Dataset excerpts
########################################
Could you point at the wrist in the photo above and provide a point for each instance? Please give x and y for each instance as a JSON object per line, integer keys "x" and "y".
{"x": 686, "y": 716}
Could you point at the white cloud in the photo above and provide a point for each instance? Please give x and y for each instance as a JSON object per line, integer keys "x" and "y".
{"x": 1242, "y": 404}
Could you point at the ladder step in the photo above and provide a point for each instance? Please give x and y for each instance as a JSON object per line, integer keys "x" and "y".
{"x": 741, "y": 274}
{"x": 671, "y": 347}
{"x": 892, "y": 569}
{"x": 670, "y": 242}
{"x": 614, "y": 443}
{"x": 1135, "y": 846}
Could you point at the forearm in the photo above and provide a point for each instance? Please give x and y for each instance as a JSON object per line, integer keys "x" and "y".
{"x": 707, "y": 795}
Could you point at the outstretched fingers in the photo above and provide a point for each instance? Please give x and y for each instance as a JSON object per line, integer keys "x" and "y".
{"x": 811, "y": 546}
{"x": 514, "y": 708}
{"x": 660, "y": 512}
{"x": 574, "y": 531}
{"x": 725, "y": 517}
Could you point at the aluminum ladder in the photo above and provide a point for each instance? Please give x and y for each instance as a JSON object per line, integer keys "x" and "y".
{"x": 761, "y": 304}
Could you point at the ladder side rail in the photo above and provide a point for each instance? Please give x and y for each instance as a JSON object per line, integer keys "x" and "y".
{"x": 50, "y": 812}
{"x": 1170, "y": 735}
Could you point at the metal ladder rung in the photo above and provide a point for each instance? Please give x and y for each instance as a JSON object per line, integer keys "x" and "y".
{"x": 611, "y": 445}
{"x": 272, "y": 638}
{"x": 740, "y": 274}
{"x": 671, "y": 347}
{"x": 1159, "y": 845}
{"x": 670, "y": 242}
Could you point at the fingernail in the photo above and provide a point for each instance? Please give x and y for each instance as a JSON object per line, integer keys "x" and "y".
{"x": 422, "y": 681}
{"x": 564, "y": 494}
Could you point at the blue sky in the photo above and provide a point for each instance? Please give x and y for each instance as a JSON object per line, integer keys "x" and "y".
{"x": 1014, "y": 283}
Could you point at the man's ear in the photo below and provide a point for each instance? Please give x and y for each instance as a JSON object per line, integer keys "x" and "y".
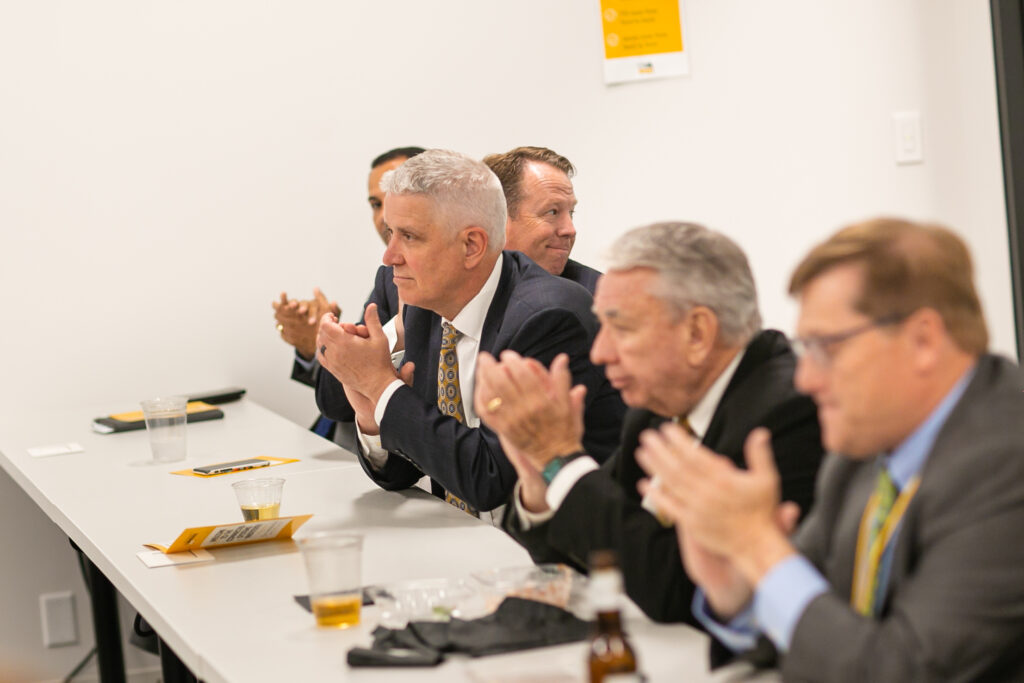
{"x": 701, "y": 327}
{"x": 474, "y": 242}
{"x": 926, "y": 333}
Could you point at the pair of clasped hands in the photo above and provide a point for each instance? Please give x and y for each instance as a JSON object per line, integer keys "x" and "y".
{"x": 358, "y": 355}
{"x": 730, "y": 522}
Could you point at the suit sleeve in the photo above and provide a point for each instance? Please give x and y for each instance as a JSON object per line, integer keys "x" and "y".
{"x": 469, "y": 462}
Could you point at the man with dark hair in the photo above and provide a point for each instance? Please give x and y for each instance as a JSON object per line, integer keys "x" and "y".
{"x": 908, "y": 567}
{"x": 681, "y": 339}
{"x": 538, "y": 186}
{"x": 463, "y": 294}
{"x": 298, "y": 321}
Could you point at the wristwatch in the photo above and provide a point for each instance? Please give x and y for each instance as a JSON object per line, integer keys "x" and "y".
{"x": 555, "y": 466}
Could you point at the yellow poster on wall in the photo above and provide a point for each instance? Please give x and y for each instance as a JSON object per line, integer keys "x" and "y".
{"x": 642, "y": 39}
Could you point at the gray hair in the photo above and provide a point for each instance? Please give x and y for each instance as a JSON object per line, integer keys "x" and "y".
{"x": 464, "y": 190}
{"x": 696, "y": 267}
########################################
*Exercise:*
All entries above, minus the pictures, should be repeated exactly.

*Solved problem:*
Could you point at the wrist in the photo above and provide a point for each instance? Please give x and y for each instance as a JSON object per line, integer keys "x" and "y".
{"x": 686, "y": 716}
Could you point at the white cloud in the photo above and provide a point for each instance? Please give x and y for each instance as a JSON object per line, integer keys "x" and "y".
{"x": 1242, "y": 404}
Could you point at the ladder step in the photo above and provide a point for each instance? Please give x and y for each instance as a JSON object per line, integer keys "x" and "y".
{"x": 741, "y": 274}
{"x": 671, "y": 347}
{"x": 892, "y": 569}
{"x": 670, "y": 242}
{"x": 614, "y": 443}
{"x": 1135, "y": 846}
Could you point at the forearm in the photo above and provide a point for each instance? Please give x and y for each instance as a JSON object per line, integer keys "x" and "y".
{"x": 707, "y": 795}
Could you point at the outstretched fingers in the photo above and provide a point for each instance? Please give x and y for each instance as a JSON object per line, integer keys "x" and "y".
{"x": 811, "y": 546}
{"x": 514, "y": 708}
{"x": 660, "y": 512}
{"x": 574, "y": 531}
{"x": 725, "y": 517}
Could you point at the aluminum ladder in the photo above and provide a point for each instance? Please give x and y for each instance as a JSON object per line, integer keys "x" and "y".
{"x": 761, "y": 304}
Could you point at the ladder side rail in the photo above and provide a point for each instance? Please give x and y for each instance as a JSON object per line, integer keys "x" and "y".
{"x": 50, "y": 812}
{"x": 1170, "y": 735}
Could you point at the metal ladder rung in the photo above and provide a point for each instance? Please give x and y for each instance as a JSON object per line, integer keys "x" and "y".
{"x": 611, "y": 445}
{"x": 272, "y": 638}
{"x": 740, "y": 274}
{"x": 671, "y": 347}
{"x": 1159, "y": 845}
{"x": 670, "y": 242}
Could you point at the fingernail in the photo above and provide a point for each instance? Please give x and y for each instance as a JSON object per line, integer keys "x" and "y".
{"x": 422, "y": 681}
{"x": 564, "y": 494}
Could you point at the blue sky in the photo above and provide a point for each instance? Please give x and y for each instance as a JSON object per line, integer keys "x" and "y".
{"x": 1014, "y": 283}
Could you point at the man's ear in the photo below and provide a point for each instance? Please give x and y for each instance as a JSON object per line, integer keys "x" and "y".
{"x": 701, "y": 327}
{"x": 474, "y": 242}
{"x": 926, "y": 333}
Could you point at the pair of clasped hands in the photo above and provide a point for each instance? Please give x and y for each instance as a JSON object per line, integer keys "x" and "y".
{"x": 358, "y": 355}
{"x": 730, "y": 522}
Could you point at the suit sleeve in the photo above and provide a point for each instance? Please give x and y for each instance as a JSON object per line, integer keys "x" and "y".
{"x": 469, "y": 462}
Could you point at the man with dark hair in the photo above and provide a point for each instance? Please give x and y for each instance as a JSON object per line, integer keys "x" and "y".
{"x": 908, "y": 567}
{"x": 681, "y": 339}
{"x": 538, "y": 186}
{"x": 463, "y": 294}
{"x": 298, "y": 321}
Could you point at the wristwatch in the photo above and provide a point for each instance? Please give x and y for each instance as a JSON object per line, integer keys "x" and "y".
{"x": 555, "y": 466}
Could you point at the yellow poster on wall in the photo above and provide a point for each instance? Please give x and y for each instance as a JSON object per line, integer keys "x" and "y".
{"x": 642, "y": 39}
Could you point at the gray hair in the photo above and provide a point for each instance? Please give x and y for each instance as a JSON object per line, integer keys "x" and "y".
{"x": 464, "y": 190}
{"x": 696, "y": 267}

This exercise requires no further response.